[Tâches proposées]:
a. Dans l'article sur les opposants au mariage pour tous, combien d'associations le collectif La Manif pour tous rassemble-t-il ?
b. Traduisez en anglais cette phrase de l'article sur les opposants au mariage pour tous : « Le vote au Sénat et l'accélération surprise du calendrier parlementaire ont électrisé certains opposants. »
c. Poursuivez l'article sur les opposants au mariage pour tous à partir de sa dernière phrase.

[Extrait du document]:

»»

Mariage pour tous : la galaxie des anti de plus en plus virulente et éclatée

(KENZO TRIBOUILLARD / AFP)

Dernière ligne droite pour le mariage pour tous, qui arrive à l'Assemblée nationale en seconde lecture mercredi 17 avril. Pour les opposants à la loi, l'heure n'est plus aux mobilisations massives (comme lors des 13 janvier et 24 mars) mais à la multiplication d'actions tous azimuts, quitte à se laisser déborder par une base militante radicalisée. Le vote au Sénat et l'accélération surprise du calendrier parlementaire ont électrisé certains opposants. Revue des forces en présence et de leurs modes d'action.

Une galaxie éclatée

La Manif pour tous. Tête de pont de la protestation contre le projet de loi, ce collectif rassemble 37 associations. Cela va des coquilles vides (de simples pages Facebook, comme "Plus gay sans mariage", portée par Xavier Bongibault, ou "La gauche pour le mariage républicain", incarnée par Laurence Tcheng) à de grosses structures capables de mobiliser en masse, comme Alliance Vita, association anti-IVG créée par Christine Boutin, ou encore la puissante Confédération nationale des Associations familiales catholiques.

Parmi la ribambelle de porte-parole de La Manif pour tous, deux ont véritablement émergé au fil de la contestation : Tugdual Derville, délégué général d'Alliance Vita, qui espère faire fructifier le mouvement au sein d'un courant politique et sociétal, l'écologie humaine. Et Frigide Barjot, catho mondaine et coqueluche des médias. Elle ne compte pas non plus s'arrêter au vote de la loi et espère rassembler les militants dans un collectif dénommé "Pour l'humanité durable", destiné à "protéger l'humain de sa conception à sa mort". La Manif pour tous bénéficie du soutien appuyé de certains élus UMP, des députés en pointe dans la lutte contre le mariage pour tous (Hervé Mariton, Philippe Gosselin, Marc Le Fur, Jean-Frédéric Poisson).

Le "Printemps français". Ancienne porte-parole de La Manif pour tous, Béatrice Bourges est devenue l'égérie du "Printemps français" (en référence aux printemps arabes), lassée par les "ballons rose et bleu" et le "côté Bisounours" de ses anciens camarades. Présidente du Collectif pour l'enfant, Béatrice Bourges appelle ouvertement à la radicalisation du combat contre le mariage pour tous. C'est pour cette raison que Frigide Barjot l'a démise de ses fonctions, lui reprochant d'utiliser sans son autorisation les codes de La Manif pour tous. Le "Printemps français" n'a pas d'organisation interne, ni de statut associatif. "De quoi se dédouaner en cas de polémique après une action plus musclée qu’à l’accoutumée, et diluer ainsi les responsabilités", comme le note Libération.

««

[Matériel répertorié]:
»»

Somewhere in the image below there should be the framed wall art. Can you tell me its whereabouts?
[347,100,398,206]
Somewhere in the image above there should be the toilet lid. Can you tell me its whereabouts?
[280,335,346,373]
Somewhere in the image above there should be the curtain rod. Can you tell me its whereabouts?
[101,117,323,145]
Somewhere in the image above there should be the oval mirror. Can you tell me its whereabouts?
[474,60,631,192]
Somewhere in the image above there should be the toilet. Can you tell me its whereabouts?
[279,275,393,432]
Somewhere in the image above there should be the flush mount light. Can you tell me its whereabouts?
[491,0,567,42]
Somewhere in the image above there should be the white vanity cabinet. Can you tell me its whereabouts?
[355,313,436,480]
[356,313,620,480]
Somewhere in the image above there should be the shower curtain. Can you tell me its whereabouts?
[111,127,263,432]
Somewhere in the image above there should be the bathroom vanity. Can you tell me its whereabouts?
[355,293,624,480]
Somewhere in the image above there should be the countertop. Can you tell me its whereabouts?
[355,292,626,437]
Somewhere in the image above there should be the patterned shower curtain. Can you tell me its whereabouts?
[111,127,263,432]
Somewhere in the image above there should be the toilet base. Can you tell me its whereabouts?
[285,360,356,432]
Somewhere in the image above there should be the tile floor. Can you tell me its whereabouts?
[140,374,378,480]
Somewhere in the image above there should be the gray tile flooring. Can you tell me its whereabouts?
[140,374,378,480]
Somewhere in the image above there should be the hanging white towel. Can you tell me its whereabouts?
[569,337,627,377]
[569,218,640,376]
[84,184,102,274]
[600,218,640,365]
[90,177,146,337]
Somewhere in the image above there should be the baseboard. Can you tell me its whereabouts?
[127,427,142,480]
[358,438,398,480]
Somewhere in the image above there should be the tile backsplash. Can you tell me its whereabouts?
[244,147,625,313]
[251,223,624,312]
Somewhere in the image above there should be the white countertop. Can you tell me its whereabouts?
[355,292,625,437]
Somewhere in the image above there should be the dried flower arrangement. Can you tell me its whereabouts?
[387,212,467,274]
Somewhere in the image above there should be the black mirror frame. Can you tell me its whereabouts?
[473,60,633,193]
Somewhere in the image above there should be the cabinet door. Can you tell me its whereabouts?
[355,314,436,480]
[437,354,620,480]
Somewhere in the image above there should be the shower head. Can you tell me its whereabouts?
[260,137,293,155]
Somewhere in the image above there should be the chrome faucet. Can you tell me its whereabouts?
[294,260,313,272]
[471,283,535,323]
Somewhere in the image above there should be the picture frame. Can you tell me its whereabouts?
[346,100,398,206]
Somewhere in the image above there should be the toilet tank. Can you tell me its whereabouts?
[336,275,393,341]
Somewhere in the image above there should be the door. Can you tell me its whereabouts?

««

[Tâches corrigées]:
a. 37 associations.

b. The Senate vote and the surprise acceleration of the parliamentary schedule have electrified some opponents.

c.
Derrière le "Printemps français", on retrouve des militants d'extrême droite, dont des identitaires, et des catholiques traditionalistes. Le Monde a ainsi mis en lumière l'influence de l'institut Ichtus au sein du mouvement, un institut catholique traditionaliste qui vise à infiltrer la société civile pour y faire pénétrer les idées de l'Eglise. Autre acteur du "Printemps français" selon Mediapart, Philippe Darantière, ancien para, proche lui aussi de l'institut Ichtus. Il aurait notamment théorisé les débordements en marge de la manifestation du 24 mars, aux abords de l'Arc de triomphe.

Les autres mouvements. Il faut aussi compter avec Civitas, qui agrège les catholiques intégristes, proches de l'extrême droite. L'institut a fait notamment parler de lui lors de ses prières de rue devant le Sénat. Et toute une nébuleuse de mouvements d'extrême droite se rajoute à la contestation et souhaite la radicaliser : le Bloc identitaire, les Jeunesses nationalistes, le GUD, le Renouveau français. Selon Jean-Pierre Camus, politologue et spécialiste de l'extrême droite, ces groupuscules espèrent "tirer parti" de l'opposition au mariage pour tous. "Si leurs militants sont impliqués dans les actions les plus violentes, ils ne représentent qu'un petit noyau de l'ensemble des opposants au mariage homosexuel", précise-t-il au Figaro.

Des actions chocs de moins en moins contrôlées

Après le vote du texte au Sénat vendredi et l'accélération du calendrier annoncée dans la foulée, les militants ont multiplié leurs actions sauvages et spectaculaires. Samedi matin, le député Europe Ecologie-Les Verts François de Rugy s'est fait bruyamment réveiller à son domicile, près de Nantes, par une quinzaine de militants se réclamant de La Manif pour tous. La journaliste Caroline Fourest, venue débattre sur l'islam samedi à Nantes, a été prise à partie, puis traquée. Son retour à Paris a même été signalé par des militants de La Manif pour tous sur Twitter. Résultat : 200 manifestants l'ont huée à son arrivée à la gare Montparnasse. Et la militante pro-mariage pour tous a dû être exfiltrée par des CRS.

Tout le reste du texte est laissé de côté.